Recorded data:
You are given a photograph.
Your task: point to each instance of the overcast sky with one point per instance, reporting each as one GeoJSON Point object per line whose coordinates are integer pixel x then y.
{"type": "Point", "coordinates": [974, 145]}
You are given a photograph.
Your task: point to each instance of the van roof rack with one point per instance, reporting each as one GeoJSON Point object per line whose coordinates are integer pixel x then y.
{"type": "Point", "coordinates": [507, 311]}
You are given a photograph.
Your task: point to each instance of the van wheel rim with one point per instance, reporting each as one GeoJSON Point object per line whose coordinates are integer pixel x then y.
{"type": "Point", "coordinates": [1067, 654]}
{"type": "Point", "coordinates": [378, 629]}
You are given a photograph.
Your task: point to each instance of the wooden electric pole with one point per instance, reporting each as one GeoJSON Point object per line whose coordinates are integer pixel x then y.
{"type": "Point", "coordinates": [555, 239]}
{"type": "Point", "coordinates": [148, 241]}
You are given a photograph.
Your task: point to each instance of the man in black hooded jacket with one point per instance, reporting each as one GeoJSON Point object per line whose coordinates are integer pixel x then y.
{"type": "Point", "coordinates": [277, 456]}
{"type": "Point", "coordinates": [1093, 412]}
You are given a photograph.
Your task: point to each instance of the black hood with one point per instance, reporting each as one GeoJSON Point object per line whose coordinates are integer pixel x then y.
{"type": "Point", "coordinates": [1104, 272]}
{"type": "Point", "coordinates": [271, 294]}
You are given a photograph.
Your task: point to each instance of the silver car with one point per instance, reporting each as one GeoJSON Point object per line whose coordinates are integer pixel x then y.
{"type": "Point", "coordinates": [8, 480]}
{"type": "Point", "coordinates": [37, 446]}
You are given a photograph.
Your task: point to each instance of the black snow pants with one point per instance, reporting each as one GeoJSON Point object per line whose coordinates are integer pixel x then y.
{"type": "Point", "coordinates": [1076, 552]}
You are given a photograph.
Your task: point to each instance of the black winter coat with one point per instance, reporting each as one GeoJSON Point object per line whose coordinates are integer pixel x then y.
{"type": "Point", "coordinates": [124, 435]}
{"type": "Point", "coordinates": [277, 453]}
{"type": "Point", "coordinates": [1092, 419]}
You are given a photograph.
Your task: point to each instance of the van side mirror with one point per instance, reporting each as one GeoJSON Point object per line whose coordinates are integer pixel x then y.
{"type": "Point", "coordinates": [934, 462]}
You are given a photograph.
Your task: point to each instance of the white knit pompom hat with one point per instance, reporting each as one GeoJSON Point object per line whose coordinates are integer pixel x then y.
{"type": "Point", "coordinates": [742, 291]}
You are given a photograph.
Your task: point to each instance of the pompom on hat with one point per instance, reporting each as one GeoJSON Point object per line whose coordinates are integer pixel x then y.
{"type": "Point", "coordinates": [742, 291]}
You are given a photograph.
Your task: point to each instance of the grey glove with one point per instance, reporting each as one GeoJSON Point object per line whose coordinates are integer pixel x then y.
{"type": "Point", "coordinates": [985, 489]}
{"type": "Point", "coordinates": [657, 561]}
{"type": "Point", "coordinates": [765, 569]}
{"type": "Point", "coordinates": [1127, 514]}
==
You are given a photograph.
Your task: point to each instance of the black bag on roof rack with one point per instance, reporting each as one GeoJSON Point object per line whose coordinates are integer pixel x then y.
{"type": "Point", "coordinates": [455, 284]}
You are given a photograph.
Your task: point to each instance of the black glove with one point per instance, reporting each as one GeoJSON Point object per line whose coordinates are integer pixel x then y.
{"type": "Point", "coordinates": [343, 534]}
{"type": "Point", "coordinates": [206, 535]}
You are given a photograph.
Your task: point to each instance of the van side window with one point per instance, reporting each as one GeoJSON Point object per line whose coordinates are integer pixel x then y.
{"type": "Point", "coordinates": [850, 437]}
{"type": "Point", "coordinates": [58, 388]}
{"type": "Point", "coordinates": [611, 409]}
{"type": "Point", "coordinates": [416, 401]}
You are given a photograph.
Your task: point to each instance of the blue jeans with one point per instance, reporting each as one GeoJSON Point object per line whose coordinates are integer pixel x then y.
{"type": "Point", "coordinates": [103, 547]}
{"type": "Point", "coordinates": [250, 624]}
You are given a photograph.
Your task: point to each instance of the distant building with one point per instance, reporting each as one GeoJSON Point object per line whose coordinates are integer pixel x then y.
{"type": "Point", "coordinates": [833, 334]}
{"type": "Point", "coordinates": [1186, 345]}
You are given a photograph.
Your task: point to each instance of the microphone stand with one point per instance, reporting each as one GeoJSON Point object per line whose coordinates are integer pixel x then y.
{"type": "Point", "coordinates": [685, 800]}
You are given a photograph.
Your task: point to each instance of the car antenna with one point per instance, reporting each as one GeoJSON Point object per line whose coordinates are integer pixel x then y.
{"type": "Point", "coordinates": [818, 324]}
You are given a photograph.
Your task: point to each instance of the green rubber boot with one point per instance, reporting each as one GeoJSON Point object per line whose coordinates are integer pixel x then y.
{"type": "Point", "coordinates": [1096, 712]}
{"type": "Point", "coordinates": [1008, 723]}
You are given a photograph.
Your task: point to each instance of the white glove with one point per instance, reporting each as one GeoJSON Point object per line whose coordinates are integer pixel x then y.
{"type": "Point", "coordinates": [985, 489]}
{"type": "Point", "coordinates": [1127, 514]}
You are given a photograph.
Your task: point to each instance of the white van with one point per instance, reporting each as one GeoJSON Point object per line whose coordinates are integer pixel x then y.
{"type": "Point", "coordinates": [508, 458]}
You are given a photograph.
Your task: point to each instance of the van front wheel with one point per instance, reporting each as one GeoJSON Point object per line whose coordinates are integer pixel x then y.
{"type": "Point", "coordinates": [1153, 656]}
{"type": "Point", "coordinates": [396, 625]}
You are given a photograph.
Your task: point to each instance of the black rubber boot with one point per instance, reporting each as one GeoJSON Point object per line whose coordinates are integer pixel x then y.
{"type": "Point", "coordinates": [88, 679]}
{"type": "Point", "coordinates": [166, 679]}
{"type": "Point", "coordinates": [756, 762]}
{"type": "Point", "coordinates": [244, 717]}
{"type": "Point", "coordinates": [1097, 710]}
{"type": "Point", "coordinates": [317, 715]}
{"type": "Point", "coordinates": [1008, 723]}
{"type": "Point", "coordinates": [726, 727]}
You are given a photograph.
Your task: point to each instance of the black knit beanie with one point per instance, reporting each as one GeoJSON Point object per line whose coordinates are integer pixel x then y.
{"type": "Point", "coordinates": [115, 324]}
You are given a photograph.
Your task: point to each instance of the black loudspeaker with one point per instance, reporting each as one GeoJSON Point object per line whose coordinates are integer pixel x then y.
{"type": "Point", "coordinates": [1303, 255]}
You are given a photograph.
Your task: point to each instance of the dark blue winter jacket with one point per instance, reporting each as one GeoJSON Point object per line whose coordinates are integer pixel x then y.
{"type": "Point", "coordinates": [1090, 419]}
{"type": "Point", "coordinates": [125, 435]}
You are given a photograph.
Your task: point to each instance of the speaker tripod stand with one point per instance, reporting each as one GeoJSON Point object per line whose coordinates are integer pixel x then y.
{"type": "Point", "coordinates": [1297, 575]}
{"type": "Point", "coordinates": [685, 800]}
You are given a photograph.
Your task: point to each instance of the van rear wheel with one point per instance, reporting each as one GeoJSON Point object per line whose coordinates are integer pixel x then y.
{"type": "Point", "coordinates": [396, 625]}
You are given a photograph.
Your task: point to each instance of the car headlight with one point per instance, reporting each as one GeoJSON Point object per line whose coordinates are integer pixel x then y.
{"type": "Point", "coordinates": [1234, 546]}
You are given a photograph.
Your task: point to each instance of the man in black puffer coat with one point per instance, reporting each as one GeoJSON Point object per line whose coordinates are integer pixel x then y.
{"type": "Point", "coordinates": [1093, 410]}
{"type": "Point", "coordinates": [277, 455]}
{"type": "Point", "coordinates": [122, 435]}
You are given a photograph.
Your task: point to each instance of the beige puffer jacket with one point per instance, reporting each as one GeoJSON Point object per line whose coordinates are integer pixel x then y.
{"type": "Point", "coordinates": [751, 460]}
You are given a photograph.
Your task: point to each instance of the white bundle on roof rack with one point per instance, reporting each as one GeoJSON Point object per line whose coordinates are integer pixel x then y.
---
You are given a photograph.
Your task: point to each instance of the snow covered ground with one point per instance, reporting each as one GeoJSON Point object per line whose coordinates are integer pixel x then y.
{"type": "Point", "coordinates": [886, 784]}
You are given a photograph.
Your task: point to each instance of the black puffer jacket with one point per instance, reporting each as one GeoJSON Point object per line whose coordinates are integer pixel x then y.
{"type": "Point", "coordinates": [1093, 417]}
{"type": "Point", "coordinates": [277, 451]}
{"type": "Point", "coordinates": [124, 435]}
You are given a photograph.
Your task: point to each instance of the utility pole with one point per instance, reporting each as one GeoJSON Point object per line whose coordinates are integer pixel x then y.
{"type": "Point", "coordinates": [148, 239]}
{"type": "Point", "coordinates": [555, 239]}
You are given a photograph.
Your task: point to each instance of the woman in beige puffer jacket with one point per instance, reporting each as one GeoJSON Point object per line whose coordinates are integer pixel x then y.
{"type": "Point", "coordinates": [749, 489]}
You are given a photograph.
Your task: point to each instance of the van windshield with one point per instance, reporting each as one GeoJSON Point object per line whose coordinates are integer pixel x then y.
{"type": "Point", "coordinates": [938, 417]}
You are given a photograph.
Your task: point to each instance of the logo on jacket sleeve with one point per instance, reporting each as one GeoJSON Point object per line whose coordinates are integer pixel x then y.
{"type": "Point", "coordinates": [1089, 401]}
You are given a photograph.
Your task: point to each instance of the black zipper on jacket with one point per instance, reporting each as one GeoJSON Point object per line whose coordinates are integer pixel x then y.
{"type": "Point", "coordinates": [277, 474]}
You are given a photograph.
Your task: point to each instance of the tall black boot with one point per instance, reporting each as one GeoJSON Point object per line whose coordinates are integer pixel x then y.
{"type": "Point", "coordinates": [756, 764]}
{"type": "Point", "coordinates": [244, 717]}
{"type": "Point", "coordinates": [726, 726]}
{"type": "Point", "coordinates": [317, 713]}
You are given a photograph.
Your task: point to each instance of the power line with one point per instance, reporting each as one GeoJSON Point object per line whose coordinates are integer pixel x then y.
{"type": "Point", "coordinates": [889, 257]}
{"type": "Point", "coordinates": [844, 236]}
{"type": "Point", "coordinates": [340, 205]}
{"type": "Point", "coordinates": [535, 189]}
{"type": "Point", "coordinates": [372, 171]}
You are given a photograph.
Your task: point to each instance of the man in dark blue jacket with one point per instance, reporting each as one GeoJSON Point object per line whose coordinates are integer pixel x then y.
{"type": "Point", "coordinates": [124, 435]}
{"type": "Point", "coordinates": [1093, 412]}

▶ _ABOUT THIS EXERCISE_
Return a word-for-word copy of the lines above from the one holding "in black puffer" through the one holding "Your task: point to each instance of the white bundle", with both of them included and nothing besides.

▶ _RESPONSE TO THE EXERCISE_
Your task: point to each instance of the man in black puffer coat with one point per instance, reporting each as one GeoJSON Point object per line whose coordinates are integer pixel x then y.
{"type": "Point", "coordinates": [1093, 410]}
{"type": "Point", "coordinates": [277, 455]}
{"type": "Point", "coordinates": [122, 435]}
You are given a photograph.
Your task: point to each instance of the beige puffer jacket with one point per instance, reporting each as one GeoJSON Point object per line whose coordinates are integer pixel x then y.
{"type": "Point", "coordinates": [751, 460]}
You are given a photograph.
Your task: point to each instance of the white bundle on roof rack with one point per instance, reporting each as one GeoJSON Point object per line whose coordinates are integer pixel x then y.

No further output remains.